:: GIVEN INFORMATION

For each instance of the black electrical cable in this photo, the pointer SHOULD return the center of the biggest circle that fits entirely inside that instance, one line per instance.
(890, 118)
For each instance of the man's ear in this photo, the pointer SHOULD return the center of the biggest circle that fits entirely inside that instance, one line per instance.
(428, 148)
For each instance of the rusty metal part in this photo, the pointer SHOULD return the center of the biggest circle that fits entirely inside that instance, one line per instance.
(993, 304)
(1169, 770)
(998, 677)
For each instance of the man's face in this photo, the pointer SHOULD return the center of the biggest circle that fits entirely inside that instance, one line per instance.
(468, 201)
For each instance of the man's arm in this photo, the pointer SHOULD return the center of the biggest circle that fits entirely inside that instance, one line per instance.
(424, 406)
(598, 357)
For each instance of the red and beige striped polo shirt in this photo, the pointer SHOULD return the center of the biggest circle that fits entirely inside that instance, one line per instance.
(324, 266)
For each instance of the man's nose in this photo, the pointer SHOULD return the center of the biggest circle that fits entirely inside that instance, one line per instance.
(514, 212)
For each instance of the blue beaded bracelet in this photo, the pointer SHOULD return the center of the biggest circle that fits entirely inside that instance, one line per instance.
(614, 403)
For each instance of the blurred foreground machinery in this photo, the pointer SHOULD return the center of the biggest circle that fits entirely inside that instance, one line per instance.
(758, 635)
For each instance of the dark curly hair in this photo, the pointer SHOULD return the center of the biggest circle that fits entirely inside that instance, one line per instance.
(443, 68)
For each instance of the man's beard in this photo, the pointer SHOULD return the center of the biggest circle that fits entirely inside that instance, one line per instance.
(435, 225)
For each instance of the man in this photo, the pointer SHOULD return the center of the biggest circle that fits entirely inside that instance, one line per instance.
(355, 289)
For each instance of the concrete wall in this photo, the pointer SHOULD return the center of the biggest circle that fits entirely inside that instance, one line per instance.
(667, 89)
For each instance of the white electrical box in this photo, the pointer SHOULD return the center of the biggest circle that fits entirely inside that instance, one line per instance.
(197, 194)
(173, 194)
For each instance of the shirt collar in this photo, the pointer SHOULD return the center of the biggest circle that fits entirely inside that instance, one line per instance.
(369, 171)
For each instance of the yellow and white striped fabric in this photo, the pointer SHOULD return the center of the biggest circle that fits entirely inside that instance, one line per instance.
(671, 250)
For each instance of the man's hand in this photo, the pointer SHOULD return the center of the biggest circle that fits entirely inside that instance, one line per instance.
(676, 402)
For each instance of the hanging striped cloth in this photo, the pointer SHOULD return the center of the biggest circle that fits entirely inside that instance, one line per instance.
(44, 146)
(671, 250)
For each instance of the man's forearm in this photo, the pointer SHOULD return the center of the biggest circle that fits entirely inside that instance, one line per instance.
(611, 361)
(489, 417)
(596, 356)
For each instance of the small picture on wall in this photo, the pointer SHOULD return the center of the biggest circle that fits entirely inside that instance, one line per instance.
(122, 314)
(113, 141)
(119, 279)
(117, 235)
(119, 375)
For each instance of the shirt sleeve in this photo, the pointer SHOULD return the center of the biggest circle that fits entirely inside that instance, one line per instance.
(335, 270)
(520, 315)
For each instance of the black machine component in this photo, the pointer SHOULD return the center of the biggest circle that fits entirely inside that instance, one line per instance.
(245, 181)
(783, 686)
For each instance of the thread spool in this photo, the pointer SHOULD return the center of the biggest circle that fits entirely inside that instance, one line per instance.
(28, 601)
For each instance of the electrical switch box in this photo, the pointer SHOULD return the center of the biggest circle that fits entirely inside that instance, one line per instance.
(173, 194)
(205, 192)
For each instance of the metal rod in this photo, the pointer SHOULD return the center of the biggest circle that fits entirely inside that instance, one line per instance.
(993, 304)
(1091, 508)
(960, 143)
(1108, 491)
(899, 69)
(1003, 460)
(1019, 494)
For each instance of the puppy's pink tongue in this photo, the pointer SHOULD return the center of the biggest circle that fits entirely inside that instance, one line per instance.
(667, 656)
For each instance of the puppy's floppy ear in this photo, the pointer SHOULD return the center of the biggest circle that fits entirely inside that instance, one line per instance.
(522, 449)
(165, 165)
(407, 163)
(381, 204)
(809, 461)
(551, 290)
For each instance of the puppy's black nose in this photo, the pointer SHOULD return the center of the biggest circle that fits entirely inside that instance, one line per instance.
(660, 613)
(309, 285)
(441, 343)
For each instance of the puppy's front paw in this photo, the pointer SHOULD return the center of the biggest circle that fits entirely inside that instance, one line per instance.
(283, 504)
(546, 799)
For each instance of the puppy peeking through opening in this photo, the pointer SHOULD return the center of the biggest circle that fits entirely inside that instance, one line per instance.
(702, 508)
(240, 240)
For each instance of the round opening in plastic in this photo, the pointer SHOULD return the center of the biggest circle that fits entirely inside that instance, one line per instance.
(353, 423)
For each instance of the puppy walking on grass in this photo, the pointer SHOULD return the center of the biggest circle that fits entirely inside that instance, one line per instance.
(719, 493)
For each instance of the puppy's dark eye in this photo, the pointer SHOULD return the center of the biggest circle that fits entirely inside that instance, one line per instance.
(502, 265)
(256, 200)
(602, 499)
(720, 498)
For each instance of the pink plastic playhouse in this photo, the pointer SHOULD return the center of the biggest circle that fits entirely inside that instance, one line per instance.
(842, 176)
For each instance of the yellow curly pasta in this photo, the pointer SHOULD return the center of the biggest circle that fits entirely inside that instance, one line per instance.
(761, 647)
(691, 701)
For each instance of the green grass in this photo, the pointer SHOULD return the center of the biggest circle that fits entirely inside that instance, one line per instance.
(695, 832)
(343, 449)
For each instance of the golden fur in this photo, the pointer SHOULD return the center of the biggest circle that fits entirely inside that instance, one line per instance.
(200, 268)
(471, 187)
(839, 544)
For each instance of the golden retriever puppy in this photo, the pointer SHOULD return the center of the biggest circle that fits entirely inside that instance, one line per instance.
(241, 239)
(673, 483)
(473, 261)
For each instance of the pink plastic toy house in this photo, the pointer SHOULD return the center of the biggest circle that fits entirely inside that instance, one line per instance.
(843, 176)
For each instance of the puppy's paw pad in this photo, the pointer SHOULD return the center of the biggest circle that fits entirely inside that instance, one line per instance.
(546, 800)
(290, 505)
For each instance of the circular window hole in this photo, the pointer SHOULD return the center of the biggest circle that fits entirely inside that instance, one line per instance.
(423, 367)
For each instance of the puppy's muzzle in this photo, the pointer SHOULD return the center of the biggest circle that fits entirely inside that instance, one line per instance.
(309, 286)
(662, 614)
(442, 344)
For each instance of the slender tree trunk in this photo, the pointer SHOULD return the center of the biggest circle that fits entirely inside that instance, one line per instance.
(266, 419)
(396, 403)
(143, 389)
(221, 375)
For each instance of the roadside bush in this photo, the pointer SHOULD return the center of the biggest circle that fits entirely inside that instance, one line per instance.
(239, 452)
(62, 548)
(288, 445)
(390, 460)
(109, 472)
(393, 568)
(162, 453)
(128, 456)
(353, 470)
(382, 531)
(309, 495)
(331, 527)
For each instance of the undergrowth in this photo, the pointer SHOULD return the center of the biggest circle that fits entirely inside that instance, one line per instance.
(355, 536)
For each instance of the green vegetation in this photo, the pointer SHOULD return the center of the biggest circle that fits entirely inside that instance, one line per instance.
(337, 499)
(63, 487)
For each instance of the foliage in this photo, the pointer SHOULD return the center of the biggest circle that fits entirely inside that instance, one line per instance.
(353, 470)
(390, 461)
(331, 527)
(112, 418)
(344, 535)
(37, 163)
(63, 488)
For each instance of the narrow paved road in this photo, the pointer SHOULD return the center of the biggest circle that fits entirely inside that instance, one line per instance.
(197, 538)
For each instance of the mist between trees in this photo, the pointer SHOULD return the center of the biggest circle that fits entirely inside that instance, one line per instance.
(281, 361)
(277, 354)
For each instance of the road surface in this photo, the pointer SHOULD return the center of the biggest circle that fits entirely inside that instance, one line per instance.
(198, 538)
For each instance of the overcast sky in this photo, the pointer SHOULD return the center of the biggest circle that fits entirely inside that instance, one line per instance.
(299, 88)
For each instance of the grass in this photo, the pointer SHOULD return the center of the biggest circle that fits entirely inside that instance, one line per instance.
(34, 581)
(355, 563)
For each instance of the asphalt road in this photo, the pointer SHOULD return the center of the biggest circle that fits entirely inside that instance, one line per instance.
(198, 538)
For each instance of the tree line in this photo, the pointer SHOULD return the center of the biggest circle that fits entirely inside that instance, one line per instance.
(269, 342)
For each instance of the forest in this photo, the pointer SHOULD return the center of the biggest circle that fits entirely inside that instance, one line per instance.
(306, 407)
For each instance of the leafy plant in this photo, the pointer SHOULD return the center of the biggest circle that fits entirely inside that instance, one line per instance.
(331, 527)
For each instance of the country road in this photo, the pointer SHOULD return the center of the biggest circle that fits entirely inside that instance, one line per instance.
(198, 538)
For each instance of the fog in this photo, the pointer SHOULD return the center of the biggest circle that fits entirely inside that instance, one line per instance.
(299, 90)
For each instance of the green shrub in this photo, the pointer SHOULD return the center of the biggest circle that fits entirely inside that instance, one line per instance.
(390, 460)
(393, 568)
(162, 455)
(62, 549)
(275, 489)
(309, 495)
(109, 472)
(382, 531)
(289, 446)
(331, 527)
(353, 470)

::::

▶ **WHAT YOU NEED TO DO**
Reproduce the records from the line containing "For each instance of the green shrub" through the end of the records, replacing "green shrub" with "leafy bush" and keeping everything else unchanged.

▶ **SOLUTION FOR THIS PROBLEM**
For each instance of the leafy bush in this photo, the pointer SHOULD return the center of the biggest circle that fits entirely inside that instance, one line per instance.
(390, 460)
(393, 568)
(162, 455)
(62, 549)
(275, 489)
(309, 495)
(109, 472)
(382, 531)
(289, 446)
(331, 527)
(353, 470)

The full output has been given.